***** Data to use

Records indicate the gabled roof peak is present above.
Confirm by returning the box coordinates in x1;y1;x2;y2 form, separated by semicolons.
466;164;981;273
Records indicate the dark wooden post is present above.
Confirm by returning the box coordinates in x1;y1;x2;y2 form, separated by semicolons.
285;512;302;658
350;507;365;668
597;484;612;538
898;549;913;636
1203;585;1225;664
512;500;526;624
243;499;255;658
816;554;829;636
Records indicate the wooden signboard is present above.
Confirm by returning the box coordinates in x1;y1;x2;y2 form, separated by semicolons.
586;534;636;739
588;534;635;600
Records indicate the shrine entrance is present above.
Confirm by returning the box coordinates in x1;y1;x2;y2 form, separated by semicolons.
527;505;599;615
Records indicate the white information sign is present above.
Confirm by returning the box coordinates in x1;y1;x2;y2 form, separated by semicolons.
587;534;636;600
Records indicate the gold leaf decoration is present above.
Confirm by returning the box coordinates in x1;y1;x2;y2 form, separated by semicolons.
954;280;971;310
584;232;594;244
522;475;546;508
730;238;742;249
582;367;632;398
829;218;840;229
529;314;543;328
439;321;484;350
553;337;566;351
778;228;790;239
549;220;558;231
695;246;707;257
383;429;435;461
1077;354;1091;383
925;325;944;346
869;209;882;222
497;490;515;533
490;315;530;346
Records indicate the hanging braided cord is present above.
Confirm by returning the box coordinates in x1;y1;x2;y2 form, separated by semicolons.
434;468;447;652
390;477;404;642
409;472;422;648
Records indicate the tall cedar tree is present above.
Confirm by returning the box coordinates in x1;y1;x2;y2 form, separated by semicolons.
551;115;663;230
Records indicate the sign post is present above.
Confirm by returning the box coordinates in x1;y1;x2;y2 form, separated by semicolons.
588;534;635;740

**********

• _Work item_:
Within the records, the lines containing the string "present" are to be counted and their number given without comment.

• _Answer for this exercise_:
9